### Dataset records
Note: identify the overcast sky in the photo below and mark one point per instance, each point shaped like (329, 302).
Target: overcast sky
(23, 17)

--

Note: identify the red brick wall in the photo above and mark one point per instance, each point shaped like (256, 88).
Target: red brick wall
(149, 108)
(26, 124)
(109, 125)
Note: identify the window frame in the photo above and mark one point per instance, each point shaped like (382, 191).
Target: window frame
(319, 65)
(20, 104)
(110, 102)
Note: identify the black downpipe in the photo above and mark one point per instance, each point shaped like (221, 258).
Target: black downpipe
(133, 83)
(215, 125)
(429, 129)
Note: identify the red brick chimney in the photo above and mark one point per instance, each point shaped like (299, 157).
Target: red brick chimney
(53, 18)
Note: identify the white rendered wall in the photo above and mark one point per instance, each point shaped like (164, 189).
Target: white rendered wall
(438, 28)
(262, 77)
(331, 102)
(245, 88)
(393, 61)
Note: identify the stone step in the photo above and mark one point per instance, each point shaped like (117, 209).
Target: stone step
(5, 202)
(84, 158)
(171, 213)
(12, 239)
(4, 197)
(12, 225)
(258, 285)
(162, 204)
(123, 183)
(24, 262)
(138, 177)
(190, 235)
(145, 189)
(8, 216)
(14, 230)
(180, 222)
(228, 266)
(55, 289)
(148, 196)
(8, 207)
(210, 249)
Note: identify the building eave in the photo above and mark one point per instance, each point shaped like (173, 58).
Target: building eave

* * *

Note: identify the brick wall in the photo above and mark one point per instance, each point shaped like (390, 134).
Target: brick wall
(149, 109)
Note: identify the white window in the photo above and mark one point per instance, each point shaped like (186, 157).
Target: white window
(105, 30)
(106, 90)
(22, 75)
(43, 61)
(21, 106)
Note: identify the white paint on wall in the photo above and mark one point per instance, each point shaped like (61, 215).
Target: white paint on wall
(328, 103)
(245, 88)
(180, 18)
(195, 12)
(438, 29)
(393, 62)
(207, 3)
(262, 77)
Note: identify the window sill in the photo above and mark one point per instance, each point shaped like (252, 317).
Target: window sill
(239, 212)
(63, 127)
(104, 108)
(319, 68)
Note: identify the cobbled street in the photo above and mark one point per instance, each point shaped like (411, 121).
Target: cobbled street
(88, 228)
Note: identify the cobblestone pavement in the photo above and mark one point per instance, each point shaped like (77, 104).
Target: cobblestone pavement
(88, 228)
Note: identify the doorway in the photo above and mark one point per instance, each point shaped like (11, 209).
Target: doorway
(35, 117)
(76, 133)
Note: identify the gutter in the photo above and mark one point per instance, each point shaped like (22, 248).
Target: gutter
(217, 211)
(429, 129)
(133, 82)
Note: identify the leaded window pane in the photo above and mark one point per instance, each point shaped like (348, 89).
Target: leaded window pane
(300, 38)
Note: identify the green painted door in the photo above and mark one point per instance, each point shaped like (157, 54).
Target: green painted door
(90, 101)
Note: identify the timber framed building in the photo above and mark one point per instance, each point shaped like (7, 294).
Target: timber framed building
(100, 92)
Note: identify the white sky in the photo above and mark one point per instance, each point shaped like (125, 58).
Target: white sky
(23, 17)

### What you have to do
Report every line above that contains the string "doorway". Case counts.

### Output of the task
Note: identify the doorway in the photo above and mark one point per instance, each point shaped like (11, 209).
Target: doorway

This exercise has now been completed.